*CONSIGNE A:* Pouvez-vous réécrire les entrées, de la ligne qui contient « Trace the outline of every instance of the semi » jusqu'à celle qui contient « M 105 61 L 107 », en remplaçant « semi truck » par « tractor-trailer » et en laissant tout le reste identique ?

———

Haruki
Murakami - Au Sud de la frontière, à l’ouest du
soleil
Collection
10/18,
domaine étranger - 1992
Haruki
Murakami
est l’un des écrivains japonais contemporains (né en
1949) les plus célèbres dans son île natale, mais
aussi l’un des plus atypiques de par son style.
Traducteur de Carver et Fitzgerald, ayant
également enseigné plusieurs années la littérature
japonaise aux Etats-Unis, il est l’auteur de plusieurs
romans ou recueils de nouvelles, dont une grande partie
ont aujourd’hui été traduits en français. Il est
aujourd’hui considéré comme un auteur culte dans de
nombreux pays.
Dans le premier tiers de l’œuvre, le narrateur,
Hajime, fils unique, issu de la classe moyenne, revient
brièvement sur sa propre éducation sentimentale, attiré
par des femmes à la beauté ordinaire qui ne feraient
pas « se retourner des hommes dans la rue ».
Tout d’abord sa relation avec Shimamoto-san, à l’âge
de douze ans, sa nouvelle voisine, boitant légèrement
de la jambe, avec qui il se rend quotidiennement au collège
ou encore passe des après-midi à écouter des disques
de jazz. Puis sa première relation amoureuse « officielle »
avec la discrète Izumi, avant de découvrir les joies
de l’expérience physique de l’amour avec la propre
cousine de cette dernière, avec qui il entretient une
force d’attraction uniquement physique, provoquant une
rupture brutale. Il s’en suit alors de nombreuses années
de solitude, à l’université puis dans son premier
emploi terriblement ennuyeux de correcteur de manuels
scolaires, avant de rencontrer celle qui deviendra sa
femme au cours d’un voyage, Yukiko, fondant une
famille avec deux petites filles, et ouvrant deux clubs
de jazz chics grâce aux capitaux de son beau-père.
Cette réussite sociale, professionnelle et affective, où
Hajime jouit d’un bonheur apparemment parfait, se voit
bouleverser par la réapparition de Shimamoto-san, sa
première amie d’enfance qu’il n’a jamais oublié,
et avec qui il a un lien intérieur très fort.

———

*CONSIGNE B:* D'après le texte choisi, comment s'appelle la femme que Hajime épouse ?

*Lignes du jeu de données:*

———

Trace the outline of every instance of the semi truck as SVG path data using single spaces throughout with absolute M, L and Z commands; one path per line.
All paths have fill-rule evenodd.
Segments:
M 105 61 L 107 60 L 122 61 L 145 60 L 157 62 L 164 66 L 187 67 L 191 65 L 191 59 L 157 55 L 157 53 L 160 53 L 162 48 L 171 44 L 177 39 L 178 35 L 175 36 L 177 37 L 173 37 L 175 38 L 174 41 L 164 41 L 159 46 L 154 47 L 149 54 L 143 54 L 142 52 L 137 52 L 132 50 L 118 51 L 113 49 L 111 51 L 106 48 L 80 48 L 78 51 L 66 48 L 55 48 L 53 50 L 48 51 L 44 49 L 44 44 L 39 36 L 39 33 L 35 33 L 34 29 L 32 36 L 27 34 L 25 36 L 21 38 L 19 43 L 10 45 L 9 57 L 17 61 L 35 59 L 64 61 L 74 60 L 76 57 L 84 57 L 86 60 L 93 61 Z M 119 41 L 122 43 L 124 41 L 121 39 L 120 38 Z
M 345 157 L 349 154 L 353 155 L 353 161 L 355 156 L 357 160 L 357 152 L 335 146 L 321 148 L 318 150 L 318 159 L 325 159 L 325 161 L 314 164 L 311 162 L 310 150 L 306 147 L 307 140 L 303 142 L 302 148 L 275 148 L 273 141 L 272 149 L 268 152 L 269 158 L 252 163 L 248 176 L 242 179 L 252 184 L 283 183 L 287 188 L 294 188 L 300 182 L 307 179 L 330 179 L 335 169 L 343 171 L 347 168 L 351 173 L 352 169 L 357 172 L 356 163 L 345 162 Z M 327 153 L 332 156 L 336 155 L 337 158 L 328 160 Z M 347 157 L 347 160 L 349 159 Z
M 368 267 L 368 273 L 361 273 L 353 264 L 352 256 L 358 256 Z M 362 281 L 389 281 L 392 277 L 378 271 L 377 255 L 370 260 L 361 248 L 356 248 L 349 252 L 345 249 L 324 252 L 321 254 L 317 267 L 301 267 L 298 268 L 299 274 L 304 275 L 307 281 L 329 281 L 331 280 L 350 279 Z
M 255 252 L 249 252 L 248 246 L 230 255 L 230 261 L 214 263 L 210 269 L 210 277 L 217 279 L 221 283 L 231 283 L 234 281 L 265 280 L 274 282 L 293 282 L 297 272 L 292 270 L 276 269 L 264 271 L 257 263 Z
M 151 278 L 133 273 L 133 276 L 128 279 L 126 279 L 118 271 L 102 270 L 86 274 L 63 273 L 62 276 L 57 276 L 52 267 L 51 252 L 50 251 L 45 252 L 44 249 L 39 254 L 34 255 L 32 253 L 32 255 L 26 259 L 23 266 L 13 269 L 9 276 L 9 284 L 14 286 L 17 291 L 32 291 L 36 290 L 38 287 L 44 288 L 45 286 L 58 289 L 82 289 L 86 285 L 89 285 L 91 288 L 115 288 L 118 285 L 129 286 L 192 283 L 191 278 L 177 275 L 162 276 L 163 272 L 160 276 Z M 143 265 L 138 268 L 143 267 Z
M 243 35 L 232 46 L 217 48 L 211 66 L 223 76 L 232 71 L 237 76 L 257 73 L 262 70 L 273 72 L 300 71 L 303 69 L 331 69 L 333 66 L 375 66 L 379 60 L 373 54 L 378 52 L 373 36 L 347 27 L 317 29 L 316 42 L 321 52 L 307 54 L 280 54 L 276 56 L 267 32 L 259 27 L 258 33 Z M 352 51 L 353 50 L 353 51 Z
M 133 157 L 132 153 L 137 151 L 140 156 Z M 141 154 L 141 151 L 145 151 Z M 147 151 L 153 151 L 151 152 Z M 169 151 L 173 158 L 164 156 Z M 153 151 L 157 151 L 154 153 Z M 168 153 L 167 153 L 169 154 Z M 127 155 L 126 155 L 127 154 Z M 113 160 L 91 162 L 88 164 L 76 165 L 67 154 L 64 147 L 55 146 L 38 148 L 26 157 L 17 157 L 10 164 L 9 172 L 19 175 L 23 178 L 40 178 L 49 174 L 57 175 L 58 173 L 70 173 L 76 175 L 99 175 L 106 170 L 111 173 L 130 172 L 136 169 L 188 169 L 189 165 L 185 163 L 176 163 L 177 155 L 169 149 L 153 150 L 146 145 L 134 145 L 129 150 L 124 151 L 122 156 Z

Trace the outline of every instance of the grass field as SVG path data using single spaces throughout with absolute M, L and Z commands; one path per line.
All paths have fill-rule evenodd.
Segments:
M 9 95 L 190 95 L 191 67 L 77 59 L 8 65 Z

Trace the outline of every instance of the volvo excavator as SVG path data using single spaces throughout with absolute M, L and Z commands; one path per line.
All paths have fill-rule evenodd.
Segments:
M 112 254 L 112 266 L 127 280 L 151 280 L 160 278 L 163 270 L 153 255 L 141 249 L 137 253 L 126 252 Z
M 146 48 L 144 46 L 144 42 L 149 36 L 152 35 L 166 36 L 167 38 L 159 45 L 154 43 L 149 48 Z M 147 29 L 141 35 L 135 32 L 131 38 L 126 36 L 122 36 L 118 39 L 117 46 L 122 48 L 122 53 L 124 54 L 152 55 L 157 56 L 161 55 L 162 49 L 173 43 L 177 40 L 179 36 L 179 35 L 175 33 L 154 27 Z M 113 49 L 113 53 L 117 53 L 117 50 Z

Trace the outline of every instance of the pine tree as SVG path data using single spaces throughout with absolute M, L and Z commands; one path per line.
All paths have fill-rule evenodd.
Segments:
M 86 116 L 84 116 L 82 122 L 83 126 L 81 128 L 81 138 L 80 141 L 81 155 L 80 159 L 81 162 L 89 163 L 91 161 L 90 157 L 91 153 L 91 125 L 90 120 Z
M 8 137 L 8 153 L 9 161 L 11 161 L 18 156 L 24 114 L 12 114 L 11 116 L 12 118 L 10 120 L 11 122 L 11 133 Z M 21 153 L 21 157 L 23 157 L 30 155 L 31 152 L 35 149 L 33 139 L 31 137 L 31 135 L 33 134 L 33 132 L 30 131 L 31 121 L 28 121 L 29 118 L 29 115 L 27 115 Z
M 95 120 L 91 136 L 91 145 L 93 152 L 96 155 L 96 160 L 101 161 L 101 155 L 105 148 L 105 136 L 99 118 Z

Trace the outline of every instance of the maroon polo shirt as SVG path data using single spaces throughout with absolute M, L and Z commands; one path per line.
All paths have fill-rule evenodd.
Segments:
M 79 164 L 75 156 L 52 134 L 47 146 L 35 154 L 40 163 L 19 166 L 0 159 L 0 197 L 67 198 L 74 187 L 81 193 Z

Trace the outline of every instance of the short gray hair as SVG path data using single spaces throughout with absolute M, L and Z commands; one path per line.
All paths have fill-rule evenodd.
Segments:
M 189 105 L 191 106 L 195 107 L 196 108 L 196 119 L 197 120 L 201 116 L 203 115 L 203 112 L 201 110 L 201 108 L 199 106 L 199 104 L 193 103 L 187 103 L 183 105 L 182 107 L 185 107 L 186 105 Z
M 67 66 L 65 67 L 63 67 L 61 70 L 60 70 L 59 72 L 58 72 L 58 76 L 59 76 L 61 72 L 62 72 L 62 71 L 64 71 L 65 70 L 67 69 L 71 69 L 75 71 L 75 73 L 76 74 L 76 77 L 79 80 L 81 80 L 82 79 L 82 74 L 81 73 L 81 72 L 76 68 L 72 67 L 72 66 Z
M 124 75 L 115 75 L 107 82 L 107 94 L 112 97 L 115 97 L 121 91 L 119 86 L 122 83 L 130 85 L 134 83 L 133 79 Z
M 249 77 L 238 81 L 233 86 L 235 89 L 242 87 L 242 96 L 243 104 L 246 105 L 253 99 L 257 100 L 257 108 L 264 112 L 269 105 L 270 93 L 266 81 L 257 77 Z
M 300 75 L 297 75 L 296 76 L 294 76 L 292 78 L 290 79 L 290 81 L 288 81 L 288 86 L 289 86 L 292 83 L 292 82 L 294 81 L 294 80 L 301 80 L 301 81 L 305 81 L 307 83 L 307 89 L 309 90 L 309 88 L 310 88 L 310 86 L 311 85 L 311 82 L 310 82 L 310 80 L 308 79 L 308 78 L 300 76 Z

———

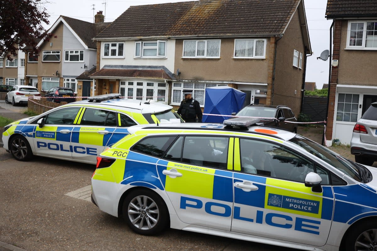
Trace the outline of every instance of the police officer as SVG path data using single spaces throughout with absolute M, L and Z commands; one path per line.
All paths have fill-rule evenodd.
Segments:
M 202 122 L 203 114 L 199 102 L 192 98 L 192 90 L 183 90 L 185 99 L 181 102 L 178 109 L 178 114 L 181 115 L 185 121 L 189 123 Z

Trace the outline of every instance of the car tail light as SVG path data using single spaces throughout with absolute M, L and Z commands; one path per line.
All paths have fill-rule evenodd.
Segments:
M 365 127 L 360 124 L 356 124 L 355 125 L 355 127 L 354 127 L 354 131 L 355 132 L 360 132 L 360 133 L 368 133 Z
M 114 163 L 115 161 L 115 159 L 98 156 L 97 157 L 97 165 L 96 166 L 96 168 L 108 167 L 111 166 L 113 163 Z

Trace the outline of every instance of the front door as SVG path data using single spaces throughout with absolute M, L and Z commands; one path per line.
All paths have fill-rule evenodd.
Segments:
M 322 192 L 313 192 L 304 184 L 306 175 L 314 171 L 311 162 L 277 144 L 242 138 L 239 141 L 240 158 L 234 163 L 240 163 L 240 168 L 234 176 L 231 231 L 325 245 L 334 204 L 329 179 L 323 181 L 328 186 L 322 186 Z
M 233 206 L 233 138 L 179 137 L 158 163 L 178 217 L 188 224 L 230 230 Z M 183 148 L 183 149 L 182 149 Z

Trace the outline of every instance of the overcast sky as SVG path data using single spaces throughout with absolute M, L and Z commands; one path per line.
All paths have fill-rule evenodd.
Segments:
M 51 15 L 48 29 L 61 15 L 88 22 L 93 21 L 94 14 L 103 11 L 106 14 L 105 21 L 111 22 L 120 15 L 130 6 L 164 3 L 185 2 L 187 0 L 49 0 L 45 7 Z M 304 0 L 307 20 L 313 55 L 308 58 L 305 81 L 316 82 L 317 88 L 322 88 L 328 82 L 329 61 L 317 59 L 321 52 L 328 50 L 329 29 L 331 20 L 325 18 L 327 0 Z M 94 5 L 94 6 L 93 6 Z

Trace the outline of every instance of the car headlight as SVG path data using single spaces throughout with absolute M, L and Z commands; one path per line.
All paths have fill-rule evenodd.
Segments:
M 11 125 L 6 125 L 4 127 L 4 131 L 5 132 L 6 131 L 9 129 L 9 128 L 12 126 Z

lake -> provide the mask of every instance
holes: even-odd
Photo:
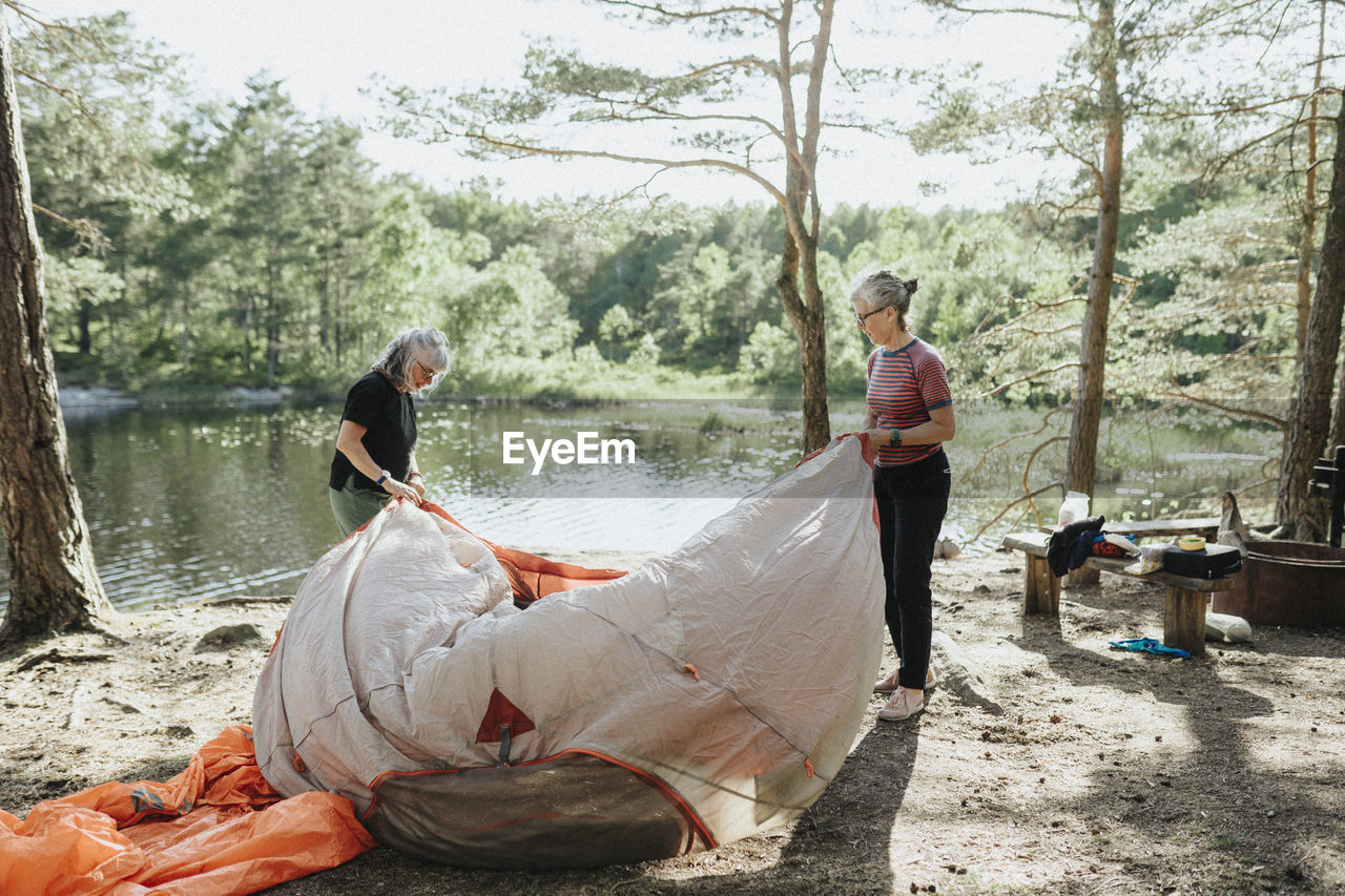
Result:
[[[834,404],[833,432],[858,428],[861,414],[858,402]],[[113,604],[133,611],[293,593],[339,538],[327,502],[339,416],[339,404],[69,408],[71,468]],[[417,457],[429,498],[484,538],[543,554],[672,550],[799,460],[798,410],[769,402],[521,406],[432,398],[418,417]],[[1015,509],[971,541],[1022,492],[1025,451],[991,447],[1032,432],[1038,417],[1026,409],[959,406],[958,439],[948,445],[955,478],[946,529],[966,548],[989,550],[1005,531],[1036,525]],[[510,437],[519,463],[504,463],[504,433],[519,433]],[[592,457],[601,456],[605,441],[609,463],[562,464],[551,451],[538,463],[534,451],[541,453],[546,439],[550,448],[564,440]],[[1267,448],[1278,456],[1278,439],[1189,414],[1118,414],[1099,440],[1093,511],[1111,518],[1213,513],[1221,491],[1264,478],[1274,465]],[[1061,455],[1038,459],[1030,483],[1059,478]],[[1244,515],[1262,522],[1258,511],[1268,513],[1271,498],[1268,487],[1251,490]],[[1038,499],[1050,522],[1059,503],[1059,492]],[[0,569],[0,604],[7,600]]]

———

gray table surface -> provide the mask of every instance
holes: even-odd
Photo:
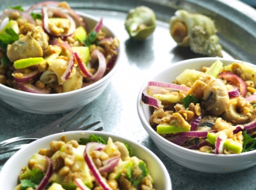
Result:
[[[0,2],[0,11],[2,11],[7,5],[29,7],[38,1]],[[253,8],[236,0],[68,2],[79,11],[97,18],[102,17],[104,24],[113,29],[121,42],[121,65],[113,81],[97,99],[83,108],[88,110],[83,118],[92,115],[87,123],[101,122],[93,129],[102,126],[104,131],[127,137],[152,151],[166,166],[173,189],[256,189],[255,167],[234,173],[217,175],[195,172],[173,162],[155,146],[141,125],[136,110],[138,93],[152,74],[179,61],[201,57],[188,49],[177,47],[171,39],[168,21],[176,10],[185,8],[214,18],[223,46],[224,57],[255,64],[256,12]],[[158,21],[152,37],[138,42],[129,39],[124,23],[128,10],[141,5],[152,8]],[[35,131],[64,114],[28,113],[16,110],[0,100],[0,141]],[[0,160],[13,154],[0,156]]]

———

*RÉPONSE COMPLÈTE A:*
Trace the outline of every instance of the tractor-trailer as SVG path data using single spaces throughout with absolute M, L and Z commands; one path per line.
All paths have fill-rule evenodd.
Segments:
M 105 61 L 107 60 L 122 61 L 145 60 L 157 62 L 164 66 L 187 67 L 191 65 L 191 59 L 157 55 L 157 53 L 160 53 L 162 48 L 171 44 L 177 39 L 178 35 L 175 36 L 177 37 L 173 37 L 175 38 L 174 41 L 164 41 L 159 46 L 154 47 L 149 54 L 143 54 L 142 52 L 137 52 L 132 50 L 118 51 L 113 49 L 111 51 L 106 48 L 80 48 L 78 51 L 66 48 L 55 48 L 53 50 L 48 51 L 44 49 L 44 44 L 39 36 L 39 33 L 35 33 L 34 29 L 32 36 L 27 34 L 25 36 L 21 38 L 19 43 L 10 45 L 9 57 L 17 61 L 35 59 L 64 61 L 74 60 L 76 57 L 84 57 L 86 60 L 93 61 Z M 119 41 L 122 43 L 124 41 L 121 39 L 120 38 Z

*RÉPONSE COMPLÈTE B:* Yukiko.